WORK TO BE COMPLETED:
Repeat exactly the line that contains "Screen reader assistance — describe where the tree" and every line after it, down to the last line of the entries below. Do not include pictures.

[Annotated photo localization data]
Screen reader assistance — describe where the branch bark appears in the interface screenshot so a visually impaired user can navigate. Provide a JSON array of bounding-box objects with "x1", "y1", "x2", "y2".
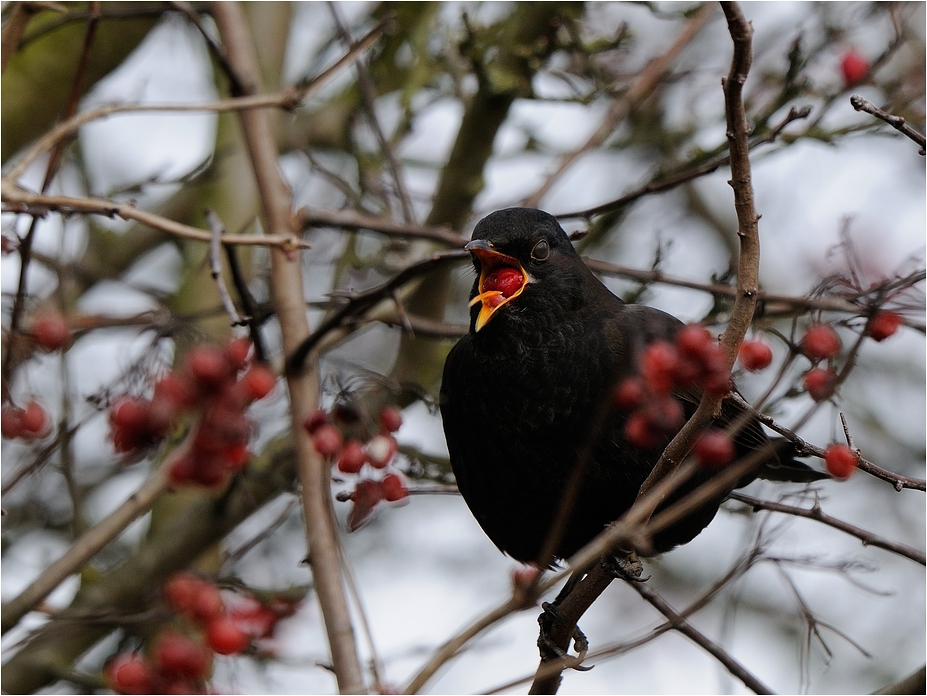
[{"x1": 211, "y1": 3, "x2": 364, "y2": 692}]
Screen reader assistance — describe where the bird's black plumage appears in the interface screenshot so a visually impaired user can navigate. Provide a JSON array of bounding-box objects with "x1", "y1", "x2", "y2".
[{"x1": 440, "y1": 208, "x2": 815, "y2": 565}]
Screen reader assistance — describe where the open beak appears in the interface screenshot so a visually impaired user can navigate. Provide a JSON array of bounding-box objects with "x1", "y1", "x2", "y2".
[{"x1": 465, "y1": 239, "x2": 530, "y2": 331}]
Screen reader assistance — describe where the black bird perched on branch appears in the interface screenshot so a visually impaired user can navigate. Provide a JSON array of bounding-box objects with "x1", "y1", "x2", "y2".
[{"x1": 440, "y1": 208, "x2": 820, "y2": 566}]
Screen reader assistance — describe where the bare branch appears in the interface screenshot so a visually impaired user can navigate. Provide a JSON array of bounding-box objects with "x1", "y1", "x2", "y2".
[{"x1": 850, "y1": 94, "x2": 926, "y2": 155}]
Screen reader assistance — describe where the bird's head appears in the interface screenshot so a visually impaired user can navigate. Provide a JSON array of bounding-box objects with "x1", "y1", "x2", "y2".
[{"x1": 465, "y1": 208, "x2": 587, "y2": 332}]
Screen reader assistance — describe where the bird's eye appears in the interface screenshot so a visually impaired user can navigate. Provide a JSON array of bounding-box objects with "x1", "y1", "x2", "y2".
[{"x1": 531, "y1": 239, "x2": 550, "y2": 261}]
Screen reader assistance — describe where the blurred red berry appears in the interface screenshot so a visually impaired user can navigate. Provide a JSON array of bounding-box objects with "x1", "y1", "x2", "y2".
[
  {"x1": 348, "y1": 479, "x2": 384, "y2": 531},
  {"x1": 379, "y1": 405, "x2": 403, "y2": 433},
  {"x1": 105, "y1": 653, "x2": 156, "y2": 695},
  {"x1": 225, "y1": 337, "x2": 252, "y2": 371},
  {"x1": 152, "y1": 631, "x2": 212, "y2": 681},
  {"x1": 801, "y1": 324, "x2": 841, "y2": 360},
  {"x1": 153, "y1": 373, "x2": 196, "y2": 412},
  {"x1": 303, "y1": 409, "x2": 329, "y2": 435},
  {"x1": 612, "y1": 377, "x2": 645, "y2": 411},
  {"x1": 312, "y1": 424, "x2": 343, "y2": 457},
  {"x1": 841, "y1": 50, "x2": 869, "y2": 87},
  {"x1": 381, "y1": 472, "x2": 408, "y2": 502},
  {"x1": 643, "y1": 395, "x2": 684, "y2": 434},
  {"x1": 164, "y1": 572, "x2": 205, "y2": 614},
  {"x1": 739, "y1": 339, "x2": 773, "y2": 372},
  {"x1": 186, "y1": 345, "x2": 229, "y2": 391},
  {"x1": 803, "y1": 367, "x2": 837, "y2": 402},
  {"x1": 1, "y1": 406, "x2": 23, "y2": 439},
  {"x1": 824, "y1": 443, "x2": 857, "y2": 479},
  {"x1": 337, "y1": 440, "x2": 367, "y2": 474},
  {"x1": 624, "y1": 412, "x2": 661, "y2": 450},
  {"x1": 365, "y1": 434, "x2": 397, "y2": 469},
  {"x1": 206, "y1": 614, "x2": 251, "y2": 655},
  {"x1": 694, "y1": 429, "x2": 735, "y2": 468},
  {"x1": 867, "y1": 311, "x2": 902, "y2": 342},
  {"x1": 32, "y1": 313, "x2": 70, "y2": 352},
  {"x1": 676, "y1": 324, "x2": 714, "y2": 360},
  {"x1": 239, "y1": 365, "x2": 277, "y2": 401},
  {"x1": 641, "y1": 341, "x2": 678, "y2": 394},
  {"x1": 19, "y1": 402, "x2": 48, "y2": 437}
]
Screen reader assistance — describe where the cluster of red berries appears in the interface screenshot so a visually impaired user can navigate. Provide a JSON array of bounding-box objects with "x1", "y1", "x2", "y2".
[
  {"x1": 108, "y1": 338, "x2": 277, "y2": 488},
  {"x1": 104, "y1": 573, "x2": 298, "y2": 694},
  {"x1": 799, "y1": 324, "x2": 842, "y2": 403},
  {"x1": 304, "y1": 404, "x2": 409, "y2": 531},
  {"x1": 613, "y1": 325, "x2": 731, "y2": 455},
  {"x1": 1, "y1": 400, "x2": 50, "y2": 440}
]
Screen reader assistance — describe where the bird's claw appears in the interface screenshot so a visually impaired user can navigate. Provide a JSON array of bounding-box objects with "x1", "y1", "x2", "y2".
[
  {"x1": 537, "y1": 602, "x2": 592, "y2": 671},
  {"x1": 602, "y1": 551, "x2": 649, "y2": 582}
]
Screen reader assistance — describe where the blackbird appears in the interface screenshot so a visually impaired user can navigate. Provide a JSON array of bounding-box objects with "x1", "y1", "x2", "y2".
[{"x1": 440, "y1": 208, "x2": 818, "y2": 566}]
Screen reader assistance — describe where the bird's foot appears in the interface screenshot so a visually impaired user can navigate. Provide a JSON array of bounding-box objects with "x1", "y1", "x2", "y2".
[
  {"x1": 602, "y1": 551, "x2": 649, "y2": 582},
  {"x1": 537, "y1": 602, "x2": 592, "y2": 671}
]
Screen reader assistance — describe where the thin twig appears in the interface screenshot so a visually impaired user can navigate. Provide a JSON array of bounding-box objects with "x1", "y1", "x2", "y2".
[
  {"x1": 0, "y1": 443, "x2": 176, "y2": 635},
  {"x1": 729, "y1": 492, "x2": 925, "y2": 565},
  {"x1": 850, "y1": 94, "x2": 926, "y2": 155},
  {"x1": 523, "y1": 2, "x2": 716, "y2": 208},
  {"x1": 2, "y1": 17, "x2": 388, "y2": 184},
  {"x1": 555, "y1": 105, "x2": 812, "y2": 221},
  {"x1": 205, "y1": 208, "x2": 246, "y2": 326},
  {"x1": 626, "y1": 580, "x2": 773, "y2": 694},
  {"x1": 1, "y1": 186, "x2": 306, "y2": 251}
]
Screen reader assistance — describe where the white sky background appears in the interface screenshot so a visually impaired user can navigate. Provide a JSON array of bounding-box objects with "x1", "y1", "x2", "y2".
[{"x1": 1, "y1": 2, "x2": 924, "y2": 695}]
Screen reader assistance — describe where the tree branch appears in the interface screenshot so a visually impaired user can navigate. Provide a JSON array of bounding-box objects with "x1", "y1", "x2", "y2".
[{"x1": 210, "y1": 3, "x2": 365, "y2": 692}]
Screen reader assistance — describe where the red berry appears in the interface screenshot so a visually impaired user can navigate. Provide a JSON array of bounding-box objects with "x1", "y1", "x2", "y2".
[
  {"x1": 676, "y1": 324, "x2": 714, "y2": 360},
  {"x1": 206, "y1": 614, "x2": 251, "y2": 655},
  {"x1": 110, "y1": 396, "x2": 151, "y2": 434},
  {"x1": 347, "y1": 479, "x2": 384, "y2": 531},
  {"x1": 801, "y1": 324, "x2": 841, "y2": 360},
  {"x1": 1, "y1": 406, "x2": 23, "y2": 439},
  {"x1": 381, "y1": 472, "x2": 408, "y2": 502},
  {"x1": 641, "y1": 341, "x2": 678, "y2": 394},
  {"x1": 105, "y1": 653, "x2": 156, "y2": 695},
  {"x1": 153, "y1": 373, "x2": 197, "y2": 412},
  {"x1": 841, "y1": 50, "x2": 869, "y2": 87},
  {"x1": 164, "y1": 572, "x2": 206, "y2": 614},
  {"x1": 365, "y1": 434, "x2": 397, "y2": 469},
  {"x1": 225, "y1": 337, "x2": 252, "y2": 371},
  {"x1": 803, "y1": 367, "x2": 837, "y2": 402},
  {"x1": 153, "y1": 631, "x2": 212, "y2": 681},
  {"x1": 168, "y1": 453, "x2": 198, "y2": 487},
  {"x1": 186, "y1": 344, "x2": 230, "y2": 391},
  {"x1": 190, "y1": 582, "x2": 224, "y2": 624},
  {"x1": 867, "y1": 311, "x2": 902, "y2": 342},
  {"x1": 337, "y1": 440, "x2": 367, "y2": 474},
  {"x1": 642, "y1": 395, "x2": 684, "y2": 433},
  {"x1": 624, "y1": 412, "x2": 662, "y2": 450},
  {"x1": 312, "y1": 424, "x2": 343, "y2": 457},
  {"x1": 20, "y1": 400, "x2": 49, "y2": 438},
  {"x1": 612, "y1": 377, "x2": 645, "y2": 411},
  {"x1": 483, "y1": 267, "x2": 524, "y2": 298},
  {"x1": 379, "y1": 405, "x2": 403, "y2": 433},
  {"x1": 694, "y1": 429, "x2": 735, "y2": 468},
  {"x1": 239, "y1": 365, "x2": 277, "y2": 401},
  {"x1": 222, "y1": 442, "x2": 250, "y2": 470},
  {"x1": 302, "y1": 409, "x2": 329, "y2": 434},
  {"x1": 32, "y1": 313, "x2": 70, "y2": 352},
  {"x1": 739, "y1": 339, "x2": 773, "y2": 372},
  {"x1": 824, "y1": 443, "x2": 857, "y2": 479}
]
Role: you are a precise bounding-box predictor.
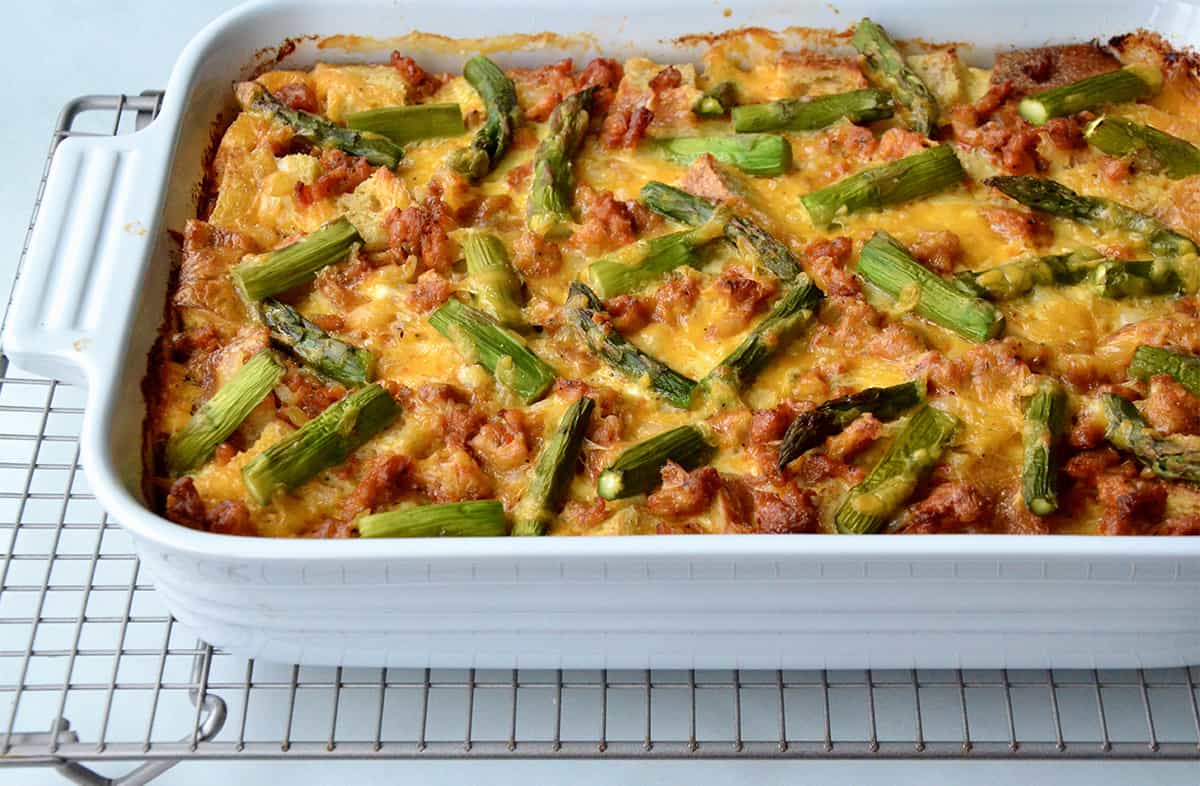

ANSWER TO THIS TASK:
Screen reader assistance — describe where the tree branch appears in the interface screenshot so a visually impaired user can navigate. Provide a JSON array of bounding-box objects with "x1", "y1", "x2", "y2".
[{"x1": 210, "y1": 3, "x2": 365, "y2": 692}]
Screen reader assistance — describe where the red berry appears in the interface screenshot so a visually impaired user can navigate. Provide a JSON array of bounding-box objects with "x1", "y1", "x2", "y2".
[
  {"x1": 676, "y1": 324, "x2": 714, "y2": 360},
  {"x1": 206, "y1": 614, "x2": 251, "y2": 655},
  {"x1": 110, "y1": 396, "x2": 151, "y2": 434},
  {"x1": 347, "y1": 479, "x2": 384, "y2": 531},
  {"x1": 801, "y1": 324, "x2": 841, "y2": 360},
  {"x1": 1, "y1": 406, "x2": 23, "y2": 439},
  {"x1": 381, "y1": 472, "x2": 408, "y2": 502},
  {"x1": 641, "y1": 341, "x2": 678, "y2": 394},
  {"x1": 105, "y1": 653, "x2": 156, "y2": 695},
  {"x1": 153, "y1": 373, "x2": 197, "y2": 412},
  {"x1": 841, "y1": 50, "x2": 869, "y2": 87},
  {"x1": 164, "y1": 572, "x2": 206, "y2": 614},
  {"x1": 365, "y1": 434, "x2": 397, "y2": 469},
  {"x1": 225, "y1": 337, "x2": 252, "y2": 371},
  {"x1": 803, "y1": 367, "x2": 837, "y2": 402},
  {"x1": 153, "y1": 631, "x2": 212, "y2": 681},
  {"x1": 168, "y1": 453, "x2": 198, "y2": 487},
  {"x1": 186, "y1": 344, "x2": 230, "y2": 391},
  {"x1": 190, "y1": 582, "x2": 224, "y2": 624},
  {"x1": 867, "y1": 311, "x2": 902, "y2": 342},
  {"x1": 337, "y1": 440, "x2": 367, "y2": 474},
  {"x1": 642, "y1": 395, "x2": 684, "y2": 433},
  {"x1": 624, "y1": 412, "x2": 662, "y2": 450},
  {"x1": 312, "y1": 424, "x2": 343, "y2": 457},
  {"x1": 20, "y1": 400, "x2": 49, "y2": 438},
  {"x1": 612, "y1": 377, "x2": 645, "y2": 411},
  {"x1": 483, "y1": 267, "x2": 524, "y2": 298},
  {"x1": 379, "y1": 405, "x2": 403, "y2": 433},
  {"x1": 694, "y1": 429, "x2": 735, "y2": 468},
  {"x1": 239, "y1": 365, "x2": 277, "y2": 401},
  {"x1": 222, "y1": 442, "x2": 250, "y2": 470},
  {"x1": 302, "y1": 409, "x2": 329, "y2": 434},
  {"x1": 32, "y1": 313, "x2": 70, "y2": 352},
  {"x1": 739, "y1": 339, "x2": 773, "y2": 372},
  {"x1": 824, "y1": 443, "x2": 857, "y2": 479}
]
Role: you are a precise bounding-box predictor.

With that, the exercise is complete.